EXERCISE A: How many lines in the records contain the string "open"? Case counts. Give only the number.

GIVEN PASSAGE:
========
Remove race from wait_for_interface_detach waiter

Nova list the interfaces attached to a server based on list of ports bound to the server. However during detach interface nova unbounds the port first and then deallocates the resources used by that port in placement. The current detach waiter only waits until the interface disappears from the interface list. This can cause that waiter returns before the resource allocation is removed from placement cause a race in the test asserting such allocation. So this patch changes the waiter to wait for the successful detach os-instance-action event for the server as that is only recorded after the port is fully deallocated. blueprint: qos-minimum-guaranteed-packet-rate Change-Id: I8740f8e0cc18ffea31a9a068bccee50bf4e6fe28
openstack · Nov 4, 2021 · 5541458 · 5541458
1 parent f46bcdf
commit 5541458
Show file tree

Hide file tree

Showing 3 changed files with 111 additions and 33 deletions.
diff --git a/tempest/api/compute/servers/test_device_tagging.py b/tempest/api/compute/servers/test_device_tagging.py
@@ -35,6 +35,8 @@
 
 class DeviceTaggingBase(base.BaseV2ComputeTest):
 
+    credentials = ['primary', 'admin']
+
     @classmethod
     def skip_checks(cls):
         super(DeviceTaggingBase, cls).skip_checks()
@@ -54,6 +56,7 @@ def setup_clients(cls):
         cls.ports_client = cls.os_primary.ports_client
         cls.subnets_client = cls.os_primary.subnets_client
         cls.interfaces_client = cls.os_primary.interfaces_client
+        cls.servers_admin_client = cls.os_admin.servers_client
 
     @classmethod
     def setup_credentials(cls):
@@ -422,11 +425,13 @@ def test_tagged_attachment(self):
         self.servers_client.detach_volume(server['id'], volume['id'])
========
EXERCISE B: Reproduce the stretch of the commit page above from "diff --git a/tempest/api/compute/servers/test_device_tagging.py" through "super(DeviceTaggingBase, cls).skip_checks()", word for word.
========
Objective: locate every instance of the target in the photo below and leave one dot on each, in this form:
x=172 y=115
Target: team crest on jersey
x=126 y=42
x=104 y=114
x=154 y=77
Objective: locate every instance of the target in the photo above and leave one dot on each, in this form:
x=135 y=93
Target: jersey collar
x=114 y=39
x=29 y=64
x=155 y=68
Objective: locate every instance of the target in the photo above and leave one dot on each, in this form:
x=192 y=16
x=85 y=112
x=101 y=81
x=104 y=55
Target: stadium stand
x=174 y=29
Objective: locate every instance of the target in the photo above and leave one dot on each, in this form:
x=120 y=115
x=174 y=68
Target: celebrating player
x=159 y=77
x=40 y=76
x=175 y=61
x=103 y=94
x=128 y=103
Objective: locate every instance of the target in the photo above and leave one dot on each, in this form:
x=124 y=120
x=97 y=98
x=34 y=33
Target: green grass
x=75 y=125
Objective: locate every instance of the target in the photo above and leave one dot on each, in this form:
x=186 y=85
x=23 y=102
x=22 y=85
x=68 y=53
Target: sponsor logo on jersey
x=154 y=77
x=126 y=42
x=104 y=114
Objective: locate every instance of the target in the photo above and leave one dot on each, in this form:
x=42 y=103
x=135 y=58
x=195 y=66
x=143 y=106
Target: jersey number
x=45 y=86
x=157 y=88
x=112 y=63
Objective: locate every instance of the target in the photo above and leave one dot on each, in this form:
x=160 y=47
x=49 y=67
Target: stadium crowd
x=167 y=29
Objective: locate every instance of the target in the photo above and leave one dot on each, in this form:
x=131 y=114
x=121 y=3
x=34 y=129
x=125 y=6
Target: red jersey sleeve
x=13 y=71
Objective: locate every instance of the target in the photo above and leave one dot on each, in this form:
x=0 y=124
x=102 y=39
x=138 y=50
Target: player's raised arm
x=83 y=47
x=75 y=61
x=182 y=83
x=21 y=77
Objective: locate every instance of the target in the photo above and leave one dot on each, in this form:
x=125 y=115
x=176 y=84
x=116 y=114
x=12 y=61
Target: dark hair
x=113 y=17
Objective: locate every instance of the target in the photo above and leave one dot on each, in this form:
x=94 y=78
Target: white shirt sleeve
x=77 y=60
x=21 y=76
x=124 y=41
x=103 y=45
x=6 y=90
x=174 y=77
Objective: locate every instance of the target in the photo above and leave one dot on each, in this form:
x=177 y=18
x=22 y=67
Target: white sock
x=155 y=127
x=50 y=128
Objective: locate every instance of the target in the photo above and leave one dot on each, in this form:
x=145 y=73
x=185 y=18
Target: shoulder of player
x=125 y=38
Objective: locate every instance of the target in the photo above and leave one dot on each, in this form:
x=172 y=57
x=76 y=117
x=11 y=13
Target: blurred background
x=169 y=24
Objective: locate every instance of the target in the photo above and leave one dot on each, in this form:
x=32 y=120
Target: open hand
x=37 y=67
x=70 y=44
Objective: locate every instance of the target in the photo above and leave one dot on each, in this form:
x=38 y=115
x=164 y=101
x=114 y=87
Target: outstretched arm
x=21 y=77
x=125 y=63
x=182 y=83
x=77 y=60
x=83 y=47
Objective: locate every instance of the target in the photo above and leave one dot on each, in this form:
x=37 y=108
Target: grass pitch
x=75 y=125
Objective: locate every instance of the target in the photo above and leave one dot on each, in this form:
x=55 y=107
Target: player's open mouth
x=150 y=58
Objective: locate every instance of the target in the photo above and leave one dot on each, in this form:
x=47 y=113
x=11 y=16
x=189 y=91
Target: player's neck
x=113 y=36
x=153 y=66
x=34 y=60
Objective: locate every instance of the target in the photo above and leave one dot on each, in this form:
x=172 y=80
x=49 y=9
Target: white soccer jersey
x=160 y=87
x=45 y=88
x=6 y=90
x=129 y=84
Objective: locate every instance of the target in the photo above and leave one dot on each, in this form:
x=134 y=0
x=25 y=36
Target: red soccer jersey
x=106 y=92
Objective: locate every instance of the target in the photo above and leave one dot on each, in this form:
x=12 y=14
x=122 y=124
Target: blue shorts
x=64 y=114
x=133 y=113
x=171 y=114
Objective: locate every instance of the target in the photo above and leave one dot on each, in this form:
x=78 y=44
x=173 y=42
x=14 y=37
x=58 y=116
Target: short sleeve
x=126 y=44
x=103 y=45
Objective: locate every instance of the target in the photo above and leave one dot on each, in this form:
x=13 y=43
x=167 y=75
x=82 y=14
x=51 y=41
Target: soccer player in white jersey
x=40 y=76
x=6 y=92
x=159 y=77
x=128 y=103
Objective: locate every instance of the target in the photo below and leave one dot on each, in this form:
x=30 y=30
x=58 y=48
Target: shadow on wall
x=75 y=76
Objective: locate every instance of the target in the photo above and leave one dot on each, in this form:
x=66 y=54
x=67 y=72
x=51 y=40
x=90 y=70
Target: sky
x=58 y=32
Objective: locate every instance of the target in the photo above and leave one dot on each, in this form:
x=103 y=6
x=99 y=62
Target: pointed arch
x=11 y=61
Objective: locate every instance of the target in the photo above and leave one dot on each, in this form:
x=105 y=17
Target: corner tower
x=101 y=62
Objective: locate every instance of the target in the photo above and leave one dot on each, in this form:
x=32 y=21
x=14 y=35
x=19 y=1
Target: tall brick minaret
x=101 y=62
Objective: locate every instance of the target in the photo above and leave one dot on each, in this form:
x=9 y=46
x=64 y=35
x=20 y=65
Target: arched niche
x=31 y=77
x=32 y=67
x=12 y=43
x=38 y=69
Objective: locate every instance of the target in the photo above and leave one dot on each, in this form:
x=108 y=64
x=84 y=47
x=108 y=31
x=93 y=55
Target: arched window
========
FULL ANSWER A: 2

FULL ANSWER B:
diff --git a/tempest/api/compute/servers/test_device_tagging.py b/tempest/api/compute/servers/test_device_tagging.py
@@ -35,6 +35,8 @@
 
 class DeviceTaggingBase(base.BaseV2ComputeTest):
 
+    credentials = ['primary', 'admin']
+
     @classmethod
     def skip_checks(cls):
         super(DeviceTaggingBase, cls).skip_checks()